- _Rows_:
----------------
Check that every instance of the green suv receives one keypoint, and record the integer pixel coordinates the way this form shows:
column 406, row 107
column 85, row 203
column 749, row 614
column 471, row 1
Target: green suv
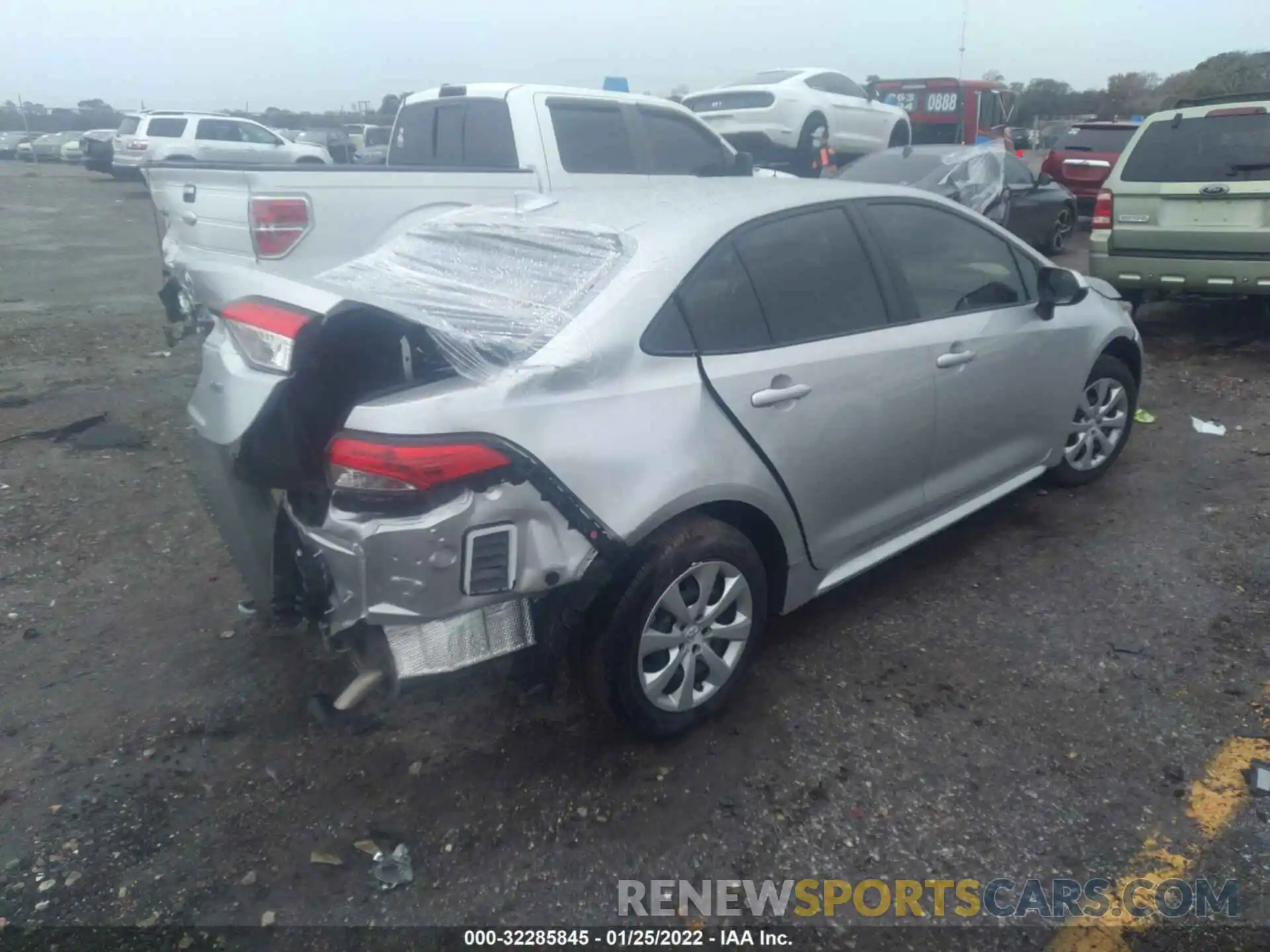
column 1187, row 210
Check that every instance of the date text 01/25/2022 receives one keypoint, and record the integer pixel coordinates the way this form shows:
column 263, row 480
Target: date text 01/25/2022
column 621, row 938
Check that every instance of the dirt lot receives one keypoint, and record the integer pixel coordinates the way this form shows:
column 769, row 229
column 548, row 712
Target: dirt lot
column 1032, row 694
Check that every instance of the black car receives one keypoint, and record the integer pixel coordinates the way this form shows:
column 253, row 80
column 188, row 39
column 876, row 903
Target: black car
column 335, row 141
column 98, row 149
column 984, row 178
----------------
- _Exercise objective_: Turn the stretch from the line containing "Check that every instance of the black" through the end of the rows into a JSON list of strings, one string per line, leaving out blank lines.

- _Solution for this exercise_:
[
  "Check that every instance of the black car receives one keypoint, and record the integer pixel coordinates the way this form shows:",
  "column 253, row 80",
  "column 188, row 39",
  "column 876, row 903",
  "Target: black car",
  "column 335, row 141",
  "column 98, row 149",
  "column 984, row 178"
]